(Referring expression grounding data)
★ ★ ★ ★ ★ ★ ★

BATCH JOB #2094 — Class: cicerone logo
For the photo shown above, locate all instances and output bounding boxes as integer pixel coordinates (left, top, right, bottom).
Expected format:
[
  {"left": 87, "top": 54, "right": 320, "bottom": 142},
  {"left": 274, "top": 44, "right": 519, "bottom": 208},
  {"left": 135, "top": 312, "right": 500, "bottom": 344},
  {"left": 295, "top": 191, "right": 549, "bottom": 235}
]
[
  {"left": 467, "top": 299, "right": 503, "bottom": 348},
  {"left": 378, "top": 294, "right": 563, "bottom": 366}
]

★ ★ ★ ★ ★ ★ ★

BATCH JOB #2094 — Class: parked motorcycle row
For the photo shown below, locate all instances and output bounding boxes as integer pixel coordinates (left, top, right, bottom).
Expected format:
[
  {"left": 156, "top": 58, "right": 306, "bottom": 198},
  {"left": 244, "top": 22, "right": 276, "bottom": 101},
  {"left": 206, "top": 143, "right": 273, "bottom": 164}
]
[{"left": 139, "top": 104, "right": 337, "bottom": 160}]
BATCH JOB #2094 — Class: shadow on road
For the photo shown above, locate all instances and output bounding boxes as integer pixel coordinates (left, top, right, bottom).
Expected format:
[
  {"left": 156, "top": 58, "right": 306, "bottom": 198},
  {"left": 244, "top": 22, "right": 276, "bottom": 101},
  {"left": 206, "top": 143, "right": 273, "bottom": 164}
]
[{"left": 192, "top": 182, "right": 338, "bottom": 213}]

★ ★ ★ ★ ★ ★ ★

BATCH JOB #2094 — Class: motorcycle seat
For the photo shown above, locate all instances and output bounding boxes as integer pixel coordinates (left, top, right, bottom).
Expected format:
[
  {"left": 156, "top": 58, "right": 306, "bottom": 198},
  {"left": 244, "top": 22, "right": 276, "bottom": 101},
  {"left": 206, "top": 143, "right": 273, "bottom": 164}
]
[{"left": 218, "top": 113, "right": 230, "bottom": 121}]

★ ★ ★ ★ ★ ★ ★

**REQUIRED ACTION**
Show all lines from the data that contain "Class".

**RESULT**
BATCH JOB #2094 — Class: cicerone logo
BATCH JOB #2094 — Class: parked motorcycle row
BATCH JOB #2094 — Class: shadow on road
BATCH JOB #2094 — Class: motorcycle seat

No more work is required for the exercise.